> **Исходный текст**
::::::::

Фото Reuters
Выступая в Госдуме на прошлой неделе, Владимир Путин дал понять, что не станет вмешиваться в ситуацию с Олегом Шеиным, и порекомендовал голодающему эсэру обращаться в суд.
С формальной точки зрения к Путину было бы сложно придраться. Он указал на нормативный механизм разрешения локального конфликта. Этот механизм предполагает привлечение независимого арбитра (судебной власти), тогда как необходимость вмешательства со стороны президента или премьера говорит об институциональном кризисе – на местном или федеральном уровне.
Более того, высказывания Путина по поводу «казуса Шеина» вполне вписываются в дискуссию о реформе политической системы и демократизации в России. Логика этой реформы заключается, в частности, в демонтаже вертикали и системы ручного управления, в передаче полномочий из Центра в регионы, в способности регионов самостоятельно решать проблему власти. Привлечение Путина или Медведева к разрешению локальной проблемы власти противоречит этой логике.
Однако нельзя забывать о том, что реформа еще не вступила в силу. Астраханские события происходят в дореформенной России, в которой действительно имеет место институциональный кризис. Это в первую очередь кризис доверия к институтам и процедурам, будь то выборы, суд, следствие, экспертиза и т.д.
Оппозиция – системная или несистемная – не воспринимает суд как независимый, неангажированный институт. От этого убеждения, складывавшегося годами, будущему президенту Владимиру Путину стоит отталкиваться, если он заинтересован в том, чтобы другая сторона поняла и приняла его аргументы. Сейчас призыв прибегать к нормативным механизмам разрешения конфликтов может обнадежить оппозицию лишь в том случае, если Путин публично гарантирует прозрачность процедуры и передаст соответствующий сигнал вниз, на уровень конкретных инстанций.
В какой-то мере Путин уже пытался сыграть роль гаранта нормального функционирования институтов и процедур, когда в преддверии президентских выборов обещал оснастить избирательные участки веб-камерами и заявил о своем желании добиться победы, не вызывающей сомнений. Можно дискутировать о том, привело ли это к большей прозрачности на выборах президента по сравнению с выборами в Госдуму. Так или иначе, modus operandi Владимира Путина на новом-старом посту был намечен.

::::::::

> **Записанные данные**
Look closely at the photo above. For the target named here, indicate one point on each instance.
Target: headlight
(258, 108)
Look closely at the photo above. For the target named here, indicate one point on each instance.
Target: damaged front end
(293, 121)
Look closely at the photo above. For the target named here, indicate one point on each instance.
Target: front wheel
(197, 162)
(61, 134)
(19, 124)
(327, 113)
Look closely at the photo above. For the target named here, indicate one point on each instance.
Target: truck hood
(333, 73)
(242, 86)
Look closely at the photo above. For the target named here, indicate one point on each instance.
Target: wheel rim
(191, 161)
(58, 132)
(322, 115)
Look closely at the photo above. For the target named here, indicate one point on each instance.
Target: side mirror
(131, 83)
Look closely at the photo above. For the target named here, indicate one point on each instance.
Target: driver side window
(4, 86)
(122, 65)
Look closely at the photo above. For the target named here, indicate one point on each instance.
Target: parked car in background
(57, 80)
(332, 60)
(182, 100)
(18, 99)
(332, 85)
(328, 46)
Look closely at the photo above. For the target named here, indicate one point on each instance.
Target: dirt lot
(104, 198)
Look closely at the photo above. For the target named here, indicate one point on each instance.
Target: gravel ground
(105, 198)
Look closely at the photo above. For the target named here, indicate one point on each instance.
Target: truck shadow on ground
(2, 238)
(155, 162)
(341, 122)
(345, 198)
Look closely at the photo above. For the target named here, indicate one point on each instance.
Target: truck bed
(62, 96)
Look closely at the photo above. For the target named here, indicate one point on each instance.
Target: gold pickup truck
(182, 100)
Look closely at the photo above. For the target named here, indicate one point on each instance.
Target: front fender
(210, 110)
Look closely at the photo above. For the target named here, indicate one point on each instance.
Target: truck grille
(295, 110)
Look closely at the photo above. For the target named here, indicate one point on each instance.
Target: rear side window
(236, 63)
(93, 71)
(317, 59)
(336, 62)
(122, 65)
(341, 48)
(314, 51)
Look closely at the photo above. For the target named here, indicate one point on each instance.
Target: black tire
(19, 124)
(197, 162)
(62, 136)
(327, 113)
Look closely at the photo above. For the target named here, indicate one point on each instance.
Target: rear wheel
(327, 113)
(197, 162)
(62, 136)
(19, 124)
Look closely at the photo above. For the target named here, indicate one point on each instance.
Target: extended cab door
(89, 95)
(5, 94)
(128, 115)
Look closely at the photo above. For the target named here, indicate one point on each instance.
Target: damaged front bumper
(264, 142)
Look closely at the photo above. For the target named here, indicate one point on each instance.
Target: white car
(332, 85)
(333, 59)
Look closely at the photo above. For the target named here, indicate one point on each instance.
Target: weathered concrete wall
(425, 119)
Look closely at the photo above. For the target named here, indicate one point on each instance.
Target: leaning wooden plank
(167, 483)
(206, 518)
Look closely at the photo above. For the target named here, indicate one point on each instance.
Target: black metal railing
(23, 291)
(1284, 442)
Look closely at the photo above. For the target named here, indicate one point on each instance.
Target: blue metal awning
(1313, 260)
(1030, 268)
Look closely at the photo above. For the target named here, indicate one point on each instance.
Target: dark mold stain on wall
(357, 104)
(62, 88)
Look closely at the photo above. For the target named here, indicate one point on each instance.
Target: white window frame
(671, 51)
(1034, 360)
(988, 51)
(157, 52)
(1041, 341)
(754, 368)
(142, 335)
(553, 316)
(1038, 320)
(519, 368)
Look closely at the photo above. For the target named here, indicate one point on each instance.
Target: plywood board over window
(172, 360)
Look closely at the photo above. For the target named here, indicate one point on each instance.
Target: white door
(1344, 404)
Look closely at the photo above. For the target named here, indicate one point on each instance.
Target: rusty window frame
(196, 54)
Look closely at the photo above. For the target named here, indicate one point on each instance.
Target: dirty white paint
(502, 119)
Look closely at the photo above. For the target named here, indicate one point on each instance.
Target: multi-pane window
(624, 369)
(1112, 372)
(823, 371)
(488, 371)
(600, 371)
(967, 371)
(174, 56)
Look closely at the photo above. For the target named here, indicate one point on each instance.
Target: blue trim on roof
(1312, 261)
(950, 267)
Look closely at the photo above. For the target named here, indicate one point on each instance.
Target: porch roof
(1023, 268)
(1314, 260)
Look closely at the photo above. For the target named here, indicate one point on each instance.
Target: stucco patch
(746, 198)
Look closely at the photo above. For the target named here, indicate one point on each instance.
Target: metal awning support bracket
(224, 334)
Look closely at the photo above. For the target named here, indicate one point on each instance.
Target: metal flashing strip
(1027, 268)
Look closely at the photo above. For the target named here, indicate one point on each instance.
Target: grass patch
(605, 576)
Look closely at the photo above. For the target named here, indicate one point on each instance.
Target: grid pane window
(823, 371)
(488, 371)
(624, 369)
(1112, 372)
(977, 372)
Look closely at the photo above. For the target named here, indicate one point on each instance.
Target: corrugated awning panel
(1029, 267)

::::::::

> **О задании**
Чем, согласно статье о деле Шеина, Путин обещал оснастить избирательные участки в преддверии президентских выборов? Строки для работы не понадобятся.

> **Ответ на задание**
Веб-камерами.